Records to process:

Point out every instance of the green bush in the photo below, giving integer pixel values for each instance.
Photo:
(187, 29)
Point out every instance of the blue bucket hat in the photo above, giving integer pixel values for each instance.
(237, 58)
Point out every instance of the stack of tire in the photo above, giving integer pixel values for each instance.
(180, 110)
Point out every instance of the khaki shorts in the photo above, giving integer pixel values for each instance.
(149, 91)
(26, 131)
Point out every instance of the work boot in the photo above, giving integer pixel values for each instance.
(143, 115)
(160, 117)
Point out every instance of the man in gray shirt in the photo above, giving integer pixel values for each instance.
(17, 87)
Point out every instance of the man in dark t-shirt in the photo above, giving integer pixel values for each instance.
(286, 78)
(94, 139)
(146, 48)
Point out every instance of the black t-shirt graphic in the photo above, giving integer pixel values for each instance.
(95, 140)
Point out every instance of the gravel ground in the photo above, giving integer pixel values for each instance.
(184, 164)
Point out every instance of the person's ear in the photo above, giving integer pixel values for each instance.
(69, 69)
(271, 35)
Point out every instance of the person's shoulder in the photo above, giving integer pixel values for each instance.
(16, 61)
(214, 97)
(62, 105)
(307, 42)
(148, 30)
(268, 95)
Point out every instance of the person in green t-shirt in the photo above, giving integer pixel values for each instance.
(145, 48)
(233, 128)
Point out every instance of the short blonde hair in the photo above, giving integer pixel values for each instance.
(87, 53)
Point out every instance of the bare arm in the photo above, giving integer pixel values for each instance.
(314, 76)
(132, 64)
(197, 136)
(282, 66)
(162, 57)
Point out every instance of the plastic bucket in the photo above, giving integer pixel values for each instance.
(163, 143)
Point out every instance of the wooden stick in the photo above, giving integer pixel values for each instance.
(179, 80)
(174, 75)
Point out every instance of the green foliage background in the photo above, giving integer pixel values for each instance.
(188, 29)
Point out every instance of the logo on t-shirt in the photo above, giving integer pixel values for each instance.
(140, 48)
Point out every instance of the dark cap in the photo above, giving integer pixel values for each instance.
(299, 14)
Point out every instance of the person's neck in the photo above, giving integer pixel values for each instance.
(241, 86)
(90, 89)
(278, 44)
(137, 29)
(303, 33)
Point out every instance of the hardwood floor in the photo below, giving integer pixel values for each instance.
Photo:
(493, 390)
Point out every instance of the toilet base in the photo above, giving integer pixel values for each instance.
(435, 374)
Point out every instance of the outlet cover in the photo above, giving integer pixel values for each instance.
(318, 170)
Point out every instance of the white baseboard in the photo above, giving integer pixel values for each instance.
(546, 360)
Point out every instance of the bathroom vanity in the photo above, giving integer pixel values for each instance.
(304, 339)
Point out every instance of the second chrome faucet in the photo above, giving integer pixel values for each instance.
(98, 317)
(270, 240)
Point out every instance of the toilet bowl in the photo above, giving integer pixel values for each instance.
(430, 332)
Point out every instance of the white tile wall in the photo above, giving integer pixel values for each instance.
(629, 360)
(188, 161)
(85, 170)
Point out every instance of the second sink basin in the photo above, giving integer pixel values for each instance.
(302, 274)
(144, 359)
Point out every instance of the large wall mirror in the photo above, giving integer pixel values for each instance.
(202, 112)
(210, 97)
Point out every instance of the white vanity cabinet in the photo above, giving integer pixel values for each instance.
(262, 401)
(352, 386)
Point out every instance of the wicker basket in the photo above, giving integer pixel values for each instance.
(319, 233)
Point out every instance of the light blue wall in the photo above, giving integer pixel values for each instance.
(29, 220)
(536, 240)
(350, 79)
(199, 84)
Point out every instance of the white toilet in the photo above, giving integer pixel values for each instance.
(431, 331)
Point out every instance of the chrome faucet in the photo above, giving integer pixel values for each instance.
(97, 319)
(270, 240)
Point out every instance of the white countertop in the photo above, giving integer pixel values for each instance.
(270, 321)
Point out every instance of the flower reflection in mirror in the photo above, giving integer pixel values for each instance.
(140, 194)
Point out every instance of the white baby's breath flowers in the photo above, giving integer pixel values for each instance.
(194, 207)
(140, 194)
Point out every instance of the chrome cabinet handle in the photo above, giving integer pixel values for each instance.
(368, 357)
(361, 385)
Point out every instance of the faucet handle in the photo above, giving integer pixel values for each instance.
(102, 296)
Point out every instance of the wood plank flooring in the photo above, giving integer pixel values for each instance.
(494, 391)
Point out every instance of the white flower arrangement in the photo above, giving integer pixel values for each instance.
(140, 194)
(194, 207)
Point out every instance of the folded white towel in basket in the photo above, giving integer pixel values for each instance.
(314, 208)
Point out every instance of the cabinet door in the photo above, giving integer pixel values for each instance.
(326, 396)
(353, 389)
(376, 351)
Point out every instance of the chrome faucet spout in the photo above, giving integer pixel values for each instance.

Work item: Return the entries above word for word.

Reply to the exercise:
Point out every instance of the green bush in the photo below, giving integer pixel values for each instance.
Photo:
(187, 29)
Point out every instance of the blue bucket hat in the photo above, giving integer pixel values for each instance.
(237, 58)
Point out every instance of the stack of tire in the photo above, giving integer pixel values for each instance.
(180, 110)
Point out every instance of the khaki shorts in the photo above, giving integer pixel values for each instance.
(149, 91)
(26, 131)
Point out every instance of the work boot in the photo above, giving integer pixel values for each instance.
(143, 115)
(160, 117)
Point out every instance of the man in gray shirt in the photo above, giving integer pixel values for each instance.
(17, 87)
Point out every instance of the man in dark t-shirt in the photo above, giving integer pixel values for each instance.
(286, 78)
(94, 139)
(146, 48)
Point out every instance of the black t-shirt graphic in the photo above, giving integer pixel values for each instance.
(95, 140)
Point out every instance of the gravel ground in the photo above, giving integer pixel values for each instance.
(184, 164)
Point out every instance of the person's ear in the photo above, giving integer pixel values for each instance.
(69, 69)
(271, 35)
Point out every instance of the person's shoulder in the photo above, giving integer pixel values for each instance.
(16, 61)
(214, 97)
(62, 105)
(307, 42)
(148, 30)
(268, 95)
Point out every instance of the person in green t-shirt in the photo above, giving integer pixel values for each instance.
(145, 48)
(233, 128)
Point out every instance of the short blonde hair in the photo above, giving integer pixel values for each instance.
(87, 53)
Point out every instance of the bare arm in the photo above, giving integer pixel values for each instance.
(314, 76)
(132, 64)
(197, 136)
(282, 66)
(162, 57)
Point out every instance of the plastic bucket in the photo above, giving integer pixel values for each instance.
(163, 143)
Point out every instance of the wooden stick in the photo above, giving integer pixel values for each instance.
(179, 80)
(174, 75)
Point out every instance of the green foliage background in the photo above, giving integer pixel values for each instance.
(188, 29)
Point out every instance of the logo on t-shirt in the photo above, giving integer pixel values for each instance.
(140, 48)
Point out every instance of the dark cap in the photo above, giving integer pixel values for each instance.
(299, 14)
Point out every instance of the person's neck in the photo above, giving integer pixel values for each instance.
(241, 86)
(90, 89)
(278, 44)
(137, 29)
(303, 33)
Point out every instance of the hardwood floor in the photo below, giving integer pixel values for each instance.
Photo:
(493, 390)
Point out every instance of the toilet base in the photo above, giving integer pixel values for each instance.
(435, 374)
Point out every instance of the outlet cover in the photo above, giving integer pixel values for each instance.
(318, 170)
Point out every instance of the white baseboard in the photo above, giving integer pixel values for each instance.
(546, 360)
Point out every instance of the bathroom vanity in the photo above, giving integer pixel values for each instance.
(304, 339)
Point out every instance of the second chrome faucet in the photo above, giving integer pixel values for each instance.
(98, 317)
(270, 240)
Point out every instance of the toilet bowl in the photo above, giving integer pixel values for each instance.
(430, 332)
Point out every instance of the white tile wall in the photo above, giving integer pixel values for each instance.
(629, 360)
(188, 161)
(85, 170)
Point out every instance of the second sink basin in the photo above, giving integer pixel values for each instance.
(302, 274)
(144, 359)
Point out every instance of the large wall mirror in the photo above, giving integer pixel values for each instance.
(202, 112)
(210, 97)
Point out every instance of the white vanity cabinet in the photo above, giving integer pixel values for each instance.
(262, 401)
(352, 386)
Point out every instance of the wicker basket in the photo above, giving integer pixel values for each instance.
(319, 233)
Point out every instance of the light blue wall in the photo above, giving integer pixel values for each instance.
(29, 220)
(536, 240)
(350, 79)
(199, 84)
Point out every instance of the white toilet in the photo above, giving integer pixel values for each instance.
(431, 331)
Point out every instance of the chrome faucet in the photo above, giving integer pixel values for each instance.
(97, 319)
(270, 240)
Point out every instance of the white countertop in the photo above, giving integer pixel values for each instance.
(270, 321)
Point out every instance of the flower reflection in mirror in the photo above, giving integer pixel values for each instance.
(140, 194)
Point out every instance of the white baby's breath flowers in the photo above, giving integer pixel values for each instance.
(194, 207)
(140, 194)
Point out every instance of the chrome cabinet handle in the photo above, giving integer pixel values for each instance.
(368, 357)
(361, 385)
Point out every instance of the faucet handle in the photo above, giving integer pixel values for each instance.
(102, 296)
Point out every instance of the wood plank flooring in the photo above, giving integer pixel values for each instance.
(494, 391)
Point out every instance of the white flower arrangement in the photo above, giving integer pixel values for each instance.
(140, 194)
(194, 207)
Point out every instance of the folded white towel in basket in the photo above, giving integer pixel values for each instance.
(314, 208)
Point out every instance of the cabinet door in the photo above, giving integer pixel values for each instance.
(326, 396)
(353, 389)
(376, 351)
Point out every instance of the chrome faucet spout in the photo above, giving integer pixel values for each instance.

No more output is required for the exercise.